***** Supplied records *****

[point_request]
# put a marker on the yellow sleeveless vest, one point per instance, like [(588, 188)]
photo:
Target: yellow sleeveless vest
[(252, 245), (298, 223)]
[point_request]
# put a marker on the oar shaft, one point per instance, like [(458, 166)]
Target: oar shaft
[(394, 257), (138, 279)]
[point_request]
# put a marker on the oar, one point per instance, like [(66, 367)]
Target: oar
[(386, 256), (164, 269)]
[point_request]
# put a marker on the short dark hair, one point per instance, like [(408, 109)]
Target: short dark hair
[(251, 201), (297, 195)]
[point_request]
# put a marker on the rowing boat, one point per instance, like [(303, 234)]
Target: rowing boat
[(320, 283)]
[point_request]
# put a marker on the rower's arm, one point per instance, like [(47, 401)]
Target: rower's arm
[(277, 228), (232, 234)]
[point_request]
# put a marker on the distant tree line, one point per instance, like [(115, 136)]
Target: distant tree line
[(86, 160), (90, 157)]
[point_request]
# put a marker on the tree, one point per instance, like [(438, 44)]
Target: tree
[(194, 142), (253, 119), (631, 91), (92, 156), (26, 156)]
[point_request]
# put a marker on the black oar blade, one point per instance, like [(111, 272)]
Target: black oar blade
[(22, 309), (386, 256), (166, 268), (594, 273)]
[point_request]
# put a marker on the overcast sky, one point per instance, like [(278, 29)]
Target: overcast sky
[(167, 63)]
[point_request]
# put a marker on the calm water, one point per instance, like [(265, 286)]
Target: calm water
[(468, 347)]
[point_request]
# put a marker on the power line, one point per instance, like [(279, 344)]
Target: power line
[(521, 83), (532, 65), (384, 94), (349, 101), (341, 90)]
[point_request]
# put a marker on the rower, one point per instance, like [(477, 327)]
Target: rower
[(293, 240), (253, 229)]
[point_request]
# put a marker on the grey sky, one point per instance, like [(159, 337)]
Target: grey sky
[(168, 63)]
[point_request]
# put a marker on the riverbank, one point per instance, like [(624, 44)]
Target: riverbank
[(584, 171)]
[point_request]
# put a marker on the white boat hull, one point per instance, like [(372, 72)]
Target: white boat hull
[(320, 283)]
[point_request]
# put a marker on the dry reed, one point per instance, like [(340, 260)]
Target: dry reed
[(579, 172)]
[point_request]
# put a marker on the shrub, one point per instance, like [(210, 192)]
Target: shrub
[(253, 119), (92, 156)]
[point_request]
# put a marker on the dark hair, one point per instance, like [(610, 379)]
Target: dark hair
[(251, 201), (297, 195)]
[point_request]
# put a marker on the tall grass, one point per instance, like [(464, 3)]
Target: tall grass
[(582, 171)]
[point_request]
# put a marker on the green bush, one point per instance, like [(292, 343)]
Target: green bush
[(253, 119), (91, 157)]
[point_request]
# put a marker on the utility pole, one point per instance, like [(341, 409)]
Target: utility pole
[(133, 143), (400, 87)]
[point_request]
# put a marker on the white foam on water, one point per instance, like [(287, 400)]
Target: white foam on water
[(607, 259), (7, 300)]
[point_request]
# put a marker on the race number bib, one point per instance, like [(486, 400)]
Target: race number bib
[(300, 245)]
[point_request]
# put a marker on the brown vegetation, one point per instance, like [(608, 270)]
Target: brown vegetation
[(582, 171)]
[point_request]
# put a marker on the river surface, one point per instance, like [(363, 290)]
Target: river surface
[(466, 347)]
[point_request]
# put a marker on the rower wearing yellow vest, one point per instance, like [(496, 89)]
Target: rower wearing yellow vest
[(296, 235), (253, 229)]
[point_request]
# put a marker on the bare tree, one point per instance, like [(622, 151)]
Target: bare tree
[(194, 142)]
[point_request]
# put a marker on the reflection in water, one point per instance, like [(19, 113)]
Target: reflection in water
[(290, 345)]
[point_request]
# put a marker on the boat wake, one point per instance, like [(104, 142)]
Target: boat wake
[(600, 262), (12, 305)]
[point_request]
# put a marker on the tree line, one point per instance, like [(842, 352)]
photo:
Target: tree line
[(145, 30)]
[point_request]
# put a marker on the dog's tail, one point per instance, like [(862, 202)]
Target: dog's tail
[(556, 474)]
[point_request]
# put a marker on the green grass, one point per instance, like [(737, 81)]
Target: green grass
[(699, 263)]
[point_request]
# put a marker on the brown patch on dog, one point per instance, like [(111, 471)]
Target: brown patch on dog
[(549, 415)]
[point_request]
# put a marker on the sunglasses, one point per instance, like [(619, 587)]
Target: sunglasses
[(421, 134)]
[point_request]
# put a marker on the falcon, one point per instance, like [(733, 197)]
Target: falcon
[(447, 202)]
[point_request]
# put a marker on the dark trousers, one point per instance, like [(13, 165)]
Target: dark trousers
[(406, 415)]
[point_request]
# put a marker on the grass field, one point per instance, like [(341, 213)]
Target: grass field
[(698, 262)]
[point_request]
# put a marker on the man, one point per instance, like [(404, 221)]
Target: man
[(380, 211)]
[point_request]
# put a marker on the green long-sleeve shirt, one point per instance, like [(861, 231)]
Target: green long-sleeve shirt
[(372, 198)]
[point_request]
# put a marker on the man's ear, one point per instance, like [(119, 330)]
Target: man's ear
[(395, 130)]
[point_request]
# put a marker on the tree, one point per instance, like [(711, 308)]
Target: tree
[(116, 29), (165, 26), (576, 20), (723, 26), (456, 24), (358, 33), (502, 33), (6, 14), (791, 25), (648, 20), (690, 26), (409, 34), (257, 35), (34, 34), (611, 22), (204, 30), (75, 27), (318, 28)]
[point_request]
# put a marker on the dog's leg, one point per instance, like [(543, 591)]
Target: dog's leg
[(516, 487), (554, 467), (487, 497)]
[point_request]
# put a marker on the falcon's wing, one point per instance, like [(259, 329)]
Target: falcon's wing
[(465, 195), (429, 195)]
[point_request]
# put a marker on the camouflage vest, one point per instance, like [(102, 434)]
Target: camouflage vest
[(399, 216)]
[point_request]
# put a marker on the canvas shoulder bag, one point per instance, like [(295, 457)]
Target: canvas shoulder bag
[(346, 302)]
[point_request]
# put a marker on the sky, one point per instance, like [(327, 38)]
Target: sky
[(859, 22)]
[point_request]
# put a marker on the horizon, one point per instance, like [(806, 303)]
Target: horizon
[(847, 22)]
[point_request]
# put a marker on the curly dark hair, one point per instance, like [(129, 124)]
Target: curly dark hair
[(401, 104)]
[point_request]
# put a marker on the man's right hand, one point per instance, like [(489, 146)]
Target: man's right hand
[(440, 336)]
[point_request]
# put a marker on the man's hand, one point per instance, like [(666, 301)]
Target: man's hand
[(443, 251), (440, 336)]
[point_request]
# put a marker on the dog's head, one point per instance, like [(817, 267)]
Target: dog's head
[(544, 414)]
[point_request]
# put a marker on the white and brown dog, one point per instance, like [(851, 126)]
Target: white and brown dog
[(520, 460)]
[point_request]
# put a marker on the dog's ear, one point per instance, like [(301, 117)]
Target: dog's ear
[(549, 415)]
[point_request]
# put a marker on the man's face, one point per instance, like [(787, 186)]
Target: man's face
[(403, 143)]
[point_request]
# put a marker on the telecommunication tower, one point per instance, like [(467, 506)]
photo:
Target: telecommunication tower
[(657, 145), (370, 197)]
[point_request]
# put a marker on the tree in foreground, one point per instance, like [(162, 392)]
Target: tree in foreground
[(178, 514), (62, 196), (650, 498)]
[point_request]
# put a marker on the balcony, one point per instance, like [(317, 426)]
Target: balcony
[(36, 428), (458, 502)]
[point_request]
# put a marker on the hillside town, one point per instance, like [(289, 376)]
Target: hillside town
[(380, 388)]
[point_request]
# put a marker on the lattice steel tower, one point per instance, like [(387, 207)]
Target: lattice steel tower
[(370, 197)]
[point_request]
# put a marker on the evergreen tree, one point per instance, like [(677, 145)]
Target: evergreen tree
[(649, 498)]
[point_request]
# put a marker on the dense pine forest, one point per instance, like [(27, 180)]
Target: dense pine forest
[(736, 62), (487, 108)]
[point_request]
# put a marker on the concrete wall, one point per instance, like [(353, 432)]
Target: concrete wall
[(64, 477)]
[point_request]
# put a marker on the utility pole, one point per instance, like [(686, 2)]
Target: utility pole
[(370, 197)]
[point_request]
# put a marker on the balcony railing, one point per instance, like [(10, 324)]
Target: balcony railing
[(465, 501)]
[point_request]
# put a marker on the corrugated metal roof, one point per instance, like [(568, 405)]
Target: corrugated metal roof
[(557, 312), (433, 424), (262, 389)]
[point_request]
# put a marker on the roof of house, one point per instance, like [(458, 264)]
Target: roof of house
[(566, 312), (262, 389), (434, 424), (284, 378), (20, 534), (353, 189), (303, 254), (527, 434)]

*****

#### [Do this]
Show each line from the listing above that contains the word "foreground".

#### [Task solution]
# put a marker on the tree in foreground, one point per instance, like [(162, 392)]
Target: tree in foreground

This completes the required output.